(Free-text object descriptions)
»»
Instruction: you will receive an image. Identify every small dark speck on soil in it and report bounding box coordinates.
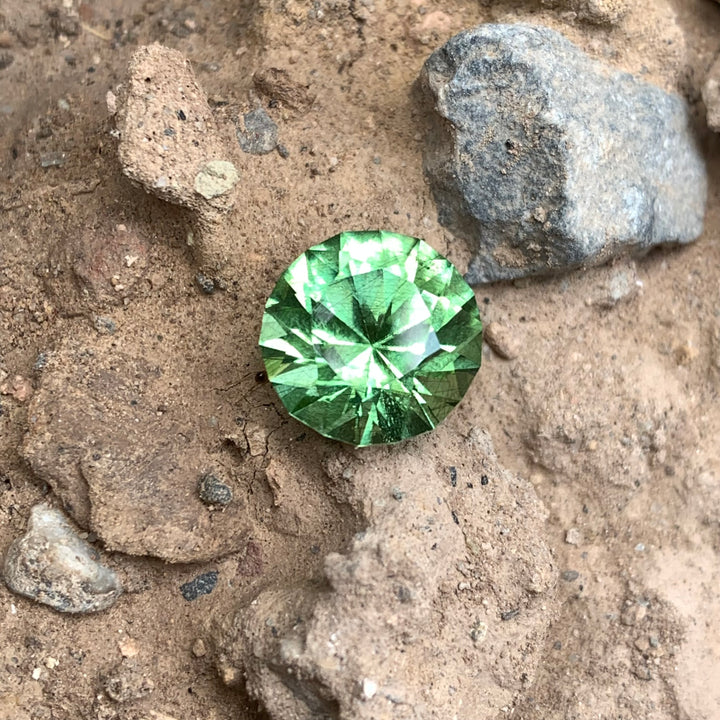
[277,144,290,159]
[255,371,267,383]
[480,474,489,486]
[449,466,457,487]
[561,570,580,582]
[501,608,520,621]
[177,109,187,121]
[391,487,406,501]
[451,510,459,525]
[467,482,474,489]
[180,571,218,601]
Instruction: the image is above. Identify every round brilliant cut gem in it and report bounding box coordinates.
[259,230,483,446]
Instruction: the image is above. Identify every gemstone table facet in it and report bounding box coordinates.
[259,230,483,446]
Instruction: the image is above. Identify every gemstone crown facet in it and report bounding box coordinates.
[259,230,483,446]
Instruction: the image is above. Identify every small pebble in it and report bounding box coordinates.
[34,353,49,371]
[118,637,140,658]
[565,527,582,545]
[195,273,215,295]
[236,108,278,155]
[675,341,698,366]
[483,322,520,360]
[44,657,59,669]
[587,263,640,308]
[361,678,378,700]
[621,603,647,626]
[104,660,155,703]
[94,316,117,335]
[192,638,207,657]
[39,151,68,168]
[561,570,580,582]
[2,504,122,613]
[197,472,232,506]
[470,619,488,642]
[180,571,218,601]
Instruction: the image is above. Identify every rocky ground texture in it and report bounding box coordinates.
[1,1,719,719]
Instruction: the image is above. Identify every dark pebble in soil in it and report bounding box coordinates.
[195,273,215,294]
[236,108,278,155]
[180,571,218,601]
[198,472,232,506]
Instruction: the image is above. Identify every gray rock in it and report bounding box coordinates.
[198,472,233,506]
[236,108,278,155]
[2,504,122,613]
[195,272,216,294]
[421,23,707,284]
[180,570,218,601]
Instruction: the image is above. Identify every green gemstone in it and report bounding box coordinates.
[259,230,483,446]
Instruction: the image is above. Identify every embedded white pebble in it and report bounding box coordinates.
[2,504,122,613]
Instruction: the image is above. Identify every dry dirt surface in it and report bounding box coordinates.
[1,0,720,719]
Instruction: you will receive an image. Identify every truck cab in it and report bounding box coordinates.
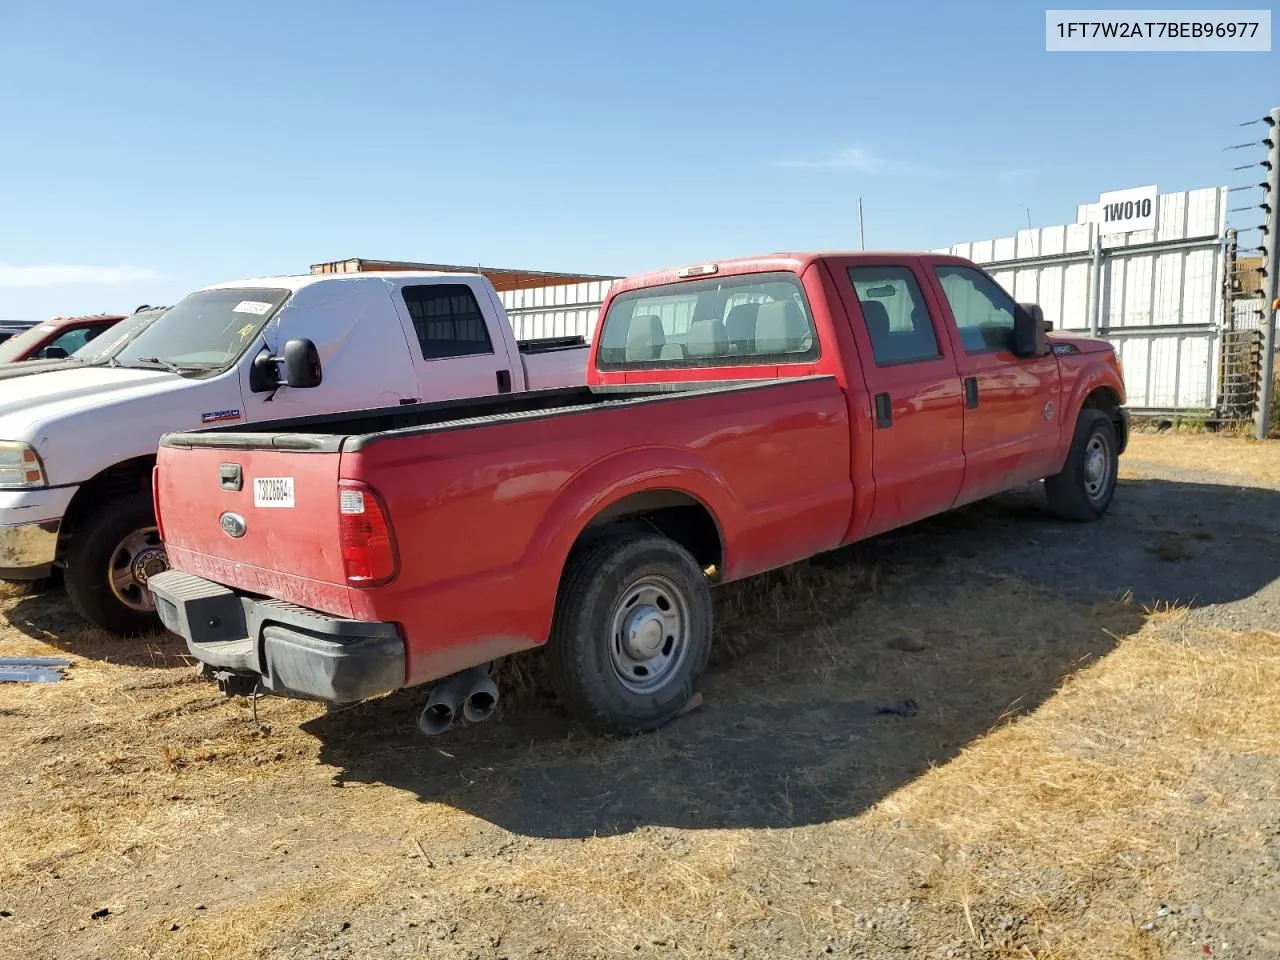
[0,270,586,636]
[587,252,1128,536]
««
*Brief*
With no pictures included, write out the entries exactly.

*Response*
Instruction: you will receive an image. Identify every small dark speck on soil in it and report bounding box coordinates.
[277,144,290,159]
[255,371,267,383]
[480,474,489,486]
[449,466,457,487]
[561,570,580,582]
[501,608,520,621]
[177,109,187,121]
[391,487,406,501]
[451,510,459,525]
[467,482,474,489]
[180,571,218,601]
Instruction: the image is above. Identify every round brilliant cut gem in it and report bounding box coordinates.
[259,230,483,446]
Instruction: the image is above. Identify every gemstone table facet in it and report bounding box coordinates.
[259,230,483,446]
Instruction: the image is above. Identify every gemstone crown facet in it and report bounding box coordinates.
[259,230,483,446]
Instruction: the image is above. Identify every small pebble in it and report bounding box coordinates.
[34,353,49,371]
[118,637,140,658]
[565,527,582,545]
[195,273,215,295]
[236,108,278,155]
[675,341,698,366]
[483,322,520,360]
[44,657,59,669]
[587,263,640,308]
[361,678,378,700]
[621,603,647,626]
[104,660,155,703]
[94,316,117,335]
[192,638,207,657]
[39,151,68,168]
[561,570,580,582]
[2,504,122,613]
[197,472,232,506]
[470,619,488,642]
[180,571,218,601]
Instruction: the image is above. Identify every rocky ground texture in it and report bounding box coordinates.
[1,1,719,719]
Instruction: the image is above. Identify every dark pebble in soil in it and report bounding box coordinates.
[195,273,215,294]
[236,108,278,155]
[180,571,218,601]
[198,472,232,506]
Instruction: the image is above. Identify every gray rock in it and report bounding box coordinates.
[198,472,233,506]
[236,108,278,155]
[2,504,122,613]
[195,272,216,294]
[421,23,707,284]
[180,570,218,601]
Instruction: the image is above. Identify every green gemstone in it and report bounding box coordinates.
[259,230,483,446]
Instruction: the image is above. Identify every embedded white pebble in it and report bounding box coordinates.
[2,504,122,613]
Instruction: the image is above. Identify every dry dirt surface in it and report bounding box coordinates.
[1,0,720,719]
Instruction: you will receive an image. Identify every truck cab in it and report bounding box coordinates.
[0,270,586,636]
[587,252,1128,536]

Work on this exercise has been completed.